EXERCISE MATERIALS:
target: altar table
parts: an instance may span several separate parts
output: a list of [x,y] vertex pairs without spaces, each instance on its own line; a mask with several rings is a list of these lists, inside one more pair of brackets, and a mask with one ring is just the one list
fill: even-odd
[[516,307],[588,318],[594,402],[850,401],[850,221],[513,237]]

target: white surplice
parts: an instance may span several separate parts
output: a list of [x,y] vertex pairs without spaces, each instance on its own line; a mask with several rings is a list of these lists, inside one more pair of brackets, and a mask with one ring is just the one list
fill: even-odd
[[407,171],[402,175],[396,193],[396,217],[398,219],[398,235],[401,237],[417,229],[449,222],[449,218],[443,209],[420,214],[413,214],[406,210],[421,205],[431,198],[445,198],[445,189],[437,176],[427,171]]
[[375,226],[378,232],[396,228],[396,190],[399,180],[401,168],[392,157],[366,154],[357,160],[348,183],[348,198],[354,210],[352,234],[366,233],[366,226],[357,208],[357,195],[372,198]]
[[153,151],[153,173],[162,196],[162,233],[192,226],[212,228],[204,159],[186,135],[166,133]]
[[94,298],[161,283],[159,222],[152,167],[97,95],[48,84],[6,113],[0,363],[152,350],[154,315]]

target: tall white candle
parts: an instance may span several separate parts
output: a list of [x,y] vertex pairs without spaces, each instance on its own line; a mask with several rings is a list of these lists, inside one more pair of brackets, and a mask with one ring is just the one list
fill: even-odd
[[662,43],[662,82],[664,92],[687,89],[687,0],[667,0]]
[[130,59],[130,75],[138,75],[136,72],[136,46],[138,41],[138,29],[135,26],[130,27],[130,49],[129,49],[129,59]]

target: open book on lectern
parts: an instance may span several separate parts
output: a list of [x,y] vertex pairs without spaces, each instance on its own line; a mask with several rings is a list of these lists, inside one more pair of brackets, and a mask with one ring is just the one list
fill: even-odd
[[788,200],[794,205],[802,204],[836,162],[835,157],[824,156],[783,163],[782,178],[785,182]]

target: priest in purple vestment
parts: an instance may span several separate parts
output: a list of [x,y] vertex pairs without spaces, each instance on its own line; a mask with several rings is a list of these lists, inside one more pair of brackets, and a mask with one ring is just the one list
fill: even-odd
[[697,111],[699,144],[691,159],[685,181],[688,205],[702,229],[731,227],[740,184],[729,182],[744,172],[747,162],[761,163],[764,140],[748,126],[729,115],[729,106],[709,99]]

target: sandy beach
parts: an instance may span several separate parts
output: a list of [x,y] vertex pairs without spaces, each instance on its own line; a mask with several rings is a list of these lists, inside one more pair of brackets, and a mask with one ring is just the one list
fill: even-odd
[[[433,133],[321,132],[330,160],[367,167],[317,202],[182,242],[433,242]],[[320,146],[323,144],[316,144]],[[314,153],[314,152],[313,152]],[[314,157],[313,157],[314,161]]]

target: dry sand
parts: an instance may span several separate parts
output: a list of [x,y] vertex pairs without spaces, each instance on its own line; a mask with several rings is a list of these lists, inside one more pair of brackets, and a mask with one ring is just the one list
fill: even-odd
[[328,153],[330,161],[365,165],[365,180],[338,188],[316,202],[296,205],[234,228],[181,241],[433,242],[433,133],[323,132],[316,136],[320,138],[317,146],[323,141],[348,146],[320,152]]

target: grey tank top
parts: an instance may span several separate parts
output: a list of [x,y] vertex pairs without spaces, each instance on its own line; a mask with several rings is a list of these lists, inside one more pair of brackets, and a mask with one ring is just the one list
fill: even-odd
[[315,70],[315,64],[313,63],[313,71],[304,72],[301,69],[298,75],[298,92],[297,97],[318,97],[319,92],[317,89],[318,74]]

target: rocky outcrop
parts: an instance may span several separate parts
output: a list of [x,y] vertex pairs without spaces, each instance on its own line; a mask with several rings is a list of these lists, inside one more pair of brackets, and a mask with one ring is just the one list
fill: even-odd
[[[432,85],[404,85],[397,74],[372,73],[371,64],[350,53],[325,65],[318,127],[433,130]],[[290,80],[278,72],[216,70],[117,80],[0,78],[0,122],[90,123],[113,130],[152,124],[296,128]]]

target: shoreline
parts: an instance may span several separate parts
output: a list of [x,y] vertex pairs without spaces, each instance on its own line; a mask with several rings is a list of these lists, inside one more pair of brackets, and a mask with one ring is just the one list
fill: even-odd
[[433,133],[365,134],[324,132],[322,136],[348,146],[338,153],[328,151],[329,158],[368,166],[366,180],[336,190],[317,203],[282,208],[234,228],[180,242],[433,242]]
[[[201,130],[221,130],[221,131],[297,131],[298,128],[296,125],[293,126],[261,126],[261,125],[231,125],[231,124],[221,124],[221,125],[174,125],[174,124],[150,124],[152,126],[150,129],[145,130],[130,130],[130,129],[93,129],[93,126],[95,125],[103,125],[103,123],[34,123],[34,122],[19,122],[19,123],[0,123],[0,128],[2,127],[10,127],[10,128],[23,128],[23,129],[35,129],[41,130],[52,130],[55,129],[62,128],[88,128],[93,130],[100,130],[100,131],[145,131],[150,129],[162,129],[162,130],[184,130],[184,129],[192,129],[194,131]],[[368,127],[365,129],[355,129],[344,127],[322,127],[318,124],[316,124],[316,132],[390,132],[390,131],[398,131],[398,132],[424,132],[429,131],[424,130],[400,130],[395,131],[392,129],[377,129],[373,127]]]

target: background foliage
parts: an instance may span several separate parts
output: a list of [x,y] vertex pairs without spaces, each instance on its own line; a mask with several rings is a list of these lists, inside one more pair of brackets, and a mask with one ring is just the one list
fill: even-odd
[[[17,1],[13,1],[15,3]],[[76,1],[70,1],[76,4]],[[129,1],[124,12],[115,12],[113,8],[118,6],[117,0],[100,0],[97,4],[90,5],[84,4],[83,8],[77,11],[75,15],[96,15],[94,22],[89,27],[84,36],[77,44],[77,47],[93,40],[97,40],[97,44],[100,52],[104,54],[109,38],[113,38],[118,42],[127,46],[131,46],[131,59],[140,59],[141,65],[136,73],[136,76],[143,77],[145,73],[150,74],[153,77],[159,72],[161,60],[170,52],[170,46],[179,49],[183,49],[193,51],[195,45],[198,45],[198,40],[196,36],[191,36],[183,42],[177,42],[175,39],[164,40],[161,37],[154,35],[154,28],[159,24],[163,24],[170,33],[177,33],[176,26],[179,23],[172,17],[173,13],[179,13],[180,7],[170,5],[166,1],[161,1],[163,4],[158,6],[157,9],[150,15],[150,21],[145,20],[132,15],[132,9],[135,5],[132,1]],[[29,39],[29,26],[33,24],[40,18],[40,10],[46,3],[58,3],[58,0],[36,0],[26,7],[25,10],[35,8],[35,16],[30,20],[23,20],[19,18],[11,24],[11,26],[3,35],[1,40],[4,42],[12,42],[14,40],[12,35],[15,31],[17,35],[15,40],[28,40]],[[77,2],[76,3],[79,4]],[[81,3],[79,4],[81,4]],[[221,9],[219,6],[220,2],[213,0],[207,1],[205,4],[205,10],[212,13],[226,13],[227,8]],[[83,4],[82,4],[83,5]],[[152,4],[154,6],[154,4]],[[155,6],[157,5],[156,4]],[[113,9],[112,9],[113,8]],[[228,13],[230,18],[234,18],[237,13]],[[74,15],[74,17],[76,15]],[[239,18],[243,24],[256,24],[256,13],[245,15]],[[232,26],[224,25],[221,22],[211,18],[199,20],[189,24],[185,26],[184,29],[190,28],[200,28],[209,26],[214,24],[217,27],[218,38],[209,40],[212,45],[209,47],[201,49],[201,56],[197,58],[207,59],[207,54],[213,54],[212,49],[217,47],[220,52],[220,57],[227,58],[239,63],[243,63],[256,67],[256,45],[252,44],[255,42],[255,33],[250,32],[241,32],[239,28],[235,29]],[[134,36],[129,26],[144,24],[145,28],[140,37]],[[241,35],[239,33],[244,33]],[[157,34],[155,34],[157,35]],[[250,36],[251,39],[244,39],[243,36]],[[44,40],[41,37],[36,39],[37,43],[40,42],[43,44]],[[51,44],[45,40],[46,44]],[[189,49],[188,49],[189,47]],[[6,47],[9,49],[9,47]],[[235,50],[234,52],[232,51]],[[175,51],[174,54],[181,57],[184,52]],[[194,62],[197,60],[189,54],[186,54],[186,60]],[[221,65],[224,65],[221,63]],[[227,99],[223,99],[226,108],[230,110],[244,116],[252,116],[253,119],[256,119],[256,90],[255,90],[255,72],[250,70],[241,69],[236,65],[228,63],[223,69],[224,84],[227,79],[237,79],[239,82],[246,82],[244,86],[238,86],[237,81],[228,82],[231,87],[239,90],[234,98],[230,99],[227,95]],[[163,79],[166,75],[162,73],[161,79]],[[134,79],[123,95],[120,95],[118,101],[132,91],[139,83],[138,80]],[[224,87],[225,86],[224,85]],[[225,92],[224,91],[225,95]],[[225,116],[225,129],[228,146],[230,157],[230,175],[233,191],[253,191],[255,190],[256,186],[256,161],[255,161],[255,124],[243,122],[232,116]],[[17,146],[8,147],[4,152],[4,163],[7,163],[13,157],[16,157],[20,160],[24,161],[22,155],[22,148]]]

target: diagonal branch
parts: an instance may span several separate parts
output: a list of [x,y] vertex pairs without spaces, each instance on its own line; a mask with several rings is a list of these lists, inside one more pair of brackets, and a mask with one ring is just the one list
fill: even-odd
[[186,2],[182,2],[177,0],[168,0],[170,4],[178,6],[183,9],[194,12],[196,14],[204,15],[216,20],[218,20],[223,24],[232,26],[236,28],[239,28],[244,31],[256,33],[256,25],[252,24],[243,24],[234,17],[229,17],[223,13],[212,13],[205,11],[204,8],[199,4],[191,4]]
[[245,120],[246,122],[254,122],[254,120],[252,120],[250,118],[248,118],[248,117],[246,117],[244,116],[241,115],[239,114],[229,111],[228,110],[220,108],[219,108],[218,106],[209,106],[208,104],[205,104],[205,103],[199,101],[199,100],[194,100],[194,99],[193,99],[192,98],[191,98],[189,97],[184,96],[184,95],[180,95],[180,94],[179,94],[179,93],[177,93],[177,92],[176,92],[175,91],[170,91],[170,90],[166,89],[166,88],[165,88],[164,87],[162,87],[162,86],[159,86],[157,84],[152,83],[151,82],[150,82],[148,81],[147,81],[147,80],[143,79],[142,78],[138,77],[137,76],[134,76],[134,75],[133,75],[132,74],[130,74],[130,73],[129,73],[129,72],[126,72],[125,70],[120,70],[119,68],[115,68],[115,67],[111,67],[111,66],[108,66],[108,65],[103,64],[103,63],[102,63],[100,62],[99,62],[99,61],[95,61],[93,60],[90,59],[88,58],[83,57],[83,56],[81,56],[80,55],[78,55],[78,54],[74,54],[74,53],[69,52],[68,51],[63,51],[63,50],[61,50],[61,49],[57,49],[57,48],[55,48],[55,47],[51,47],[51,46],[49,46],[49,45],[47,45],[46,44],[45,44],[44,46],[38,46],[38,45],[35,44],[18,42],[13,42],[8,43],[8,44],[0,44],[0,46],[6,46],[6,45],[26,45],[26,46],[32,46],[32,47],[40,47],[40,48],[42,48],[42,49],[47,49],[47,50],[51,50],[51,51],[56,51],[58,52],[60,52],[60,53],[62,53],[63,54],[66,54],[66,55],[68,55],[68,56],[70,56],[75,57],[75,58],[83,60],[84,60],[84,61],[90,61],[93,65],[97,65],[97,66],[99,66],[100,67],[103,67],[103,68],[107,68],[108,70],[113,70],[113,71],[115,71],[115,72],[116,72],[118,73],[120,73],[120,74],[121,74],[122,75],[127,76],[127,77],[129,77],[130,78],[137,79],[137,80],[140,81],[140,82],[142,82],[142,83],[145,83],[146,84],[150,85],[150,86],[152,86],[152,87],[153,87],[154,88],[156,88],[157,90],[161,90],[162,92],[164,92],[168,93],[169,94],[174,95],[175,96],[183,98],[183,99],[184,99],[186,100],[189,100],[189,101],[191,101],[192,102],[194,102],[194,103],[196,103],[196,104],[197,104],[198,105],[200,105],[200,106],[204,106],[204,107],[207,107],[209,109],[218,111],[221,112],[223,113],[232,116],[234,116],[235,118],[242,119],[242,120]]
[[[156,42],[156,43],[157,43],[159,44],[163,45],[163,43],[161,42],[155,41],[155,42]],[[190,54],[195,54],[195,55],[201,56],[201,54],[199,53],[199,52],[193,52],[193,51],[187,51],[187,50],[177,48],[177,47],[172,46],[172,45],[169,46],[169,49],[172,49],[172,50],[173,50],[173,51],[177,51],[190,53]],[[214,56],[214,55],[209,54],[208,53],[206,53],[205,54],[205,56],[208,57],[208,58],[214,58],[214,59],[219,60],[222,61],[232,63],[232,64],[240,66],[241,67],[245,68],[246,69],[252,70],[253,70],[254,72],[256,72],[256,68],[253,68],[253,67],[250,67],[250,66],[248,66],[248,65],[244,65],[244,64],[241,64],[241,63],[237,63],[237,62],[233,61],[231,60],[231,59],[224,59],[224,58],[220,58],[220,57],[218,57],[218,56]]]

REQUEST: Pick out every line in the records above that contains the string "target" and copy those lines unchanged.

TASK RESPONSE:
target: altar table
target: white surplice
target: tall white candle
target: open book on lectern
target: priest in purple vestment
target: sandy beach
target: dry sand
target: grey tank top
target: rocky outcrop
target: shoreline
target: background foliage
target: diagonal branch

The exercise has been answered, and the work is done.